▸ **TO BE DONE**
Recast the material from the line holding "TARGET = person in dark jacket" through the end of the material, both ends included, as a JSON list of strings with one string per line and no blank lines.

▸ **MATERIAL SUPPLIED**
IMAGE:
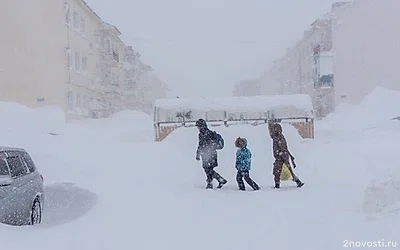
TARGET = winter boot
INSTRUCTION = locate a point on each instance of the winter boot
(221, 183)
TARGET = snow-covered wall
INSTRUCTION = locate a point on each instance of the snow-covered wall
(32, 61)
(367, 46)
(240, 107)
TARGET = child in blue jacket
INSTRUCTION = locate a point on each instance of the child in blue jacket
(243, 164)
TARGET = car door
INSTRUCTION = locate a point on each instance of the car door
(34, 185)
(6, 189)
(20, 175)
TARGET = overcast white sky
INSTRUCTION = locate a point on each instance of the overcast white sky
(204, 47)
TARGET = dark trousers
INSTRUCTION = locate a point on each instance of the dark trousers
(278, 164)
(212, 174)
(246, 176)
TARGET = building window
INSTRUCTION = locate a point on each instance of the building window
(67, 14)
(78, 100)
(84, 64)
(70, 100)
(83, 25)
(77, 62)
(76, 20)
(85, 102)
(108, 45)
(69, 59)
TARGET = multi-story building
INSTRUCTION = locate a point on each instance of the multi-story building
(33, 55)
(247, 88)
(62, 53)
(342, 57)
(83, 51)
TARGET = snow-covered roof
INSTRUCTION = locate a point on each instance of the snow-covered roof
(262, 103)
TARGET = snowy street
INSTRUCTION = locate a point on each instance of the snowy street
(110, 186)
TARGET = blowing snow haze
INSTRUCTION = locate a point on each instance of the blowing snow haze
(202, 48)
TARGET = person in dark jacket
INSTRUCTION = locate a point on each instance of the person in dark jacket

▸ **FINAL RESULT**
[
  "TARGET = person in dark jacket",
  "INSTRUCTION = locate a point on each instance of the person in dark jacket"
]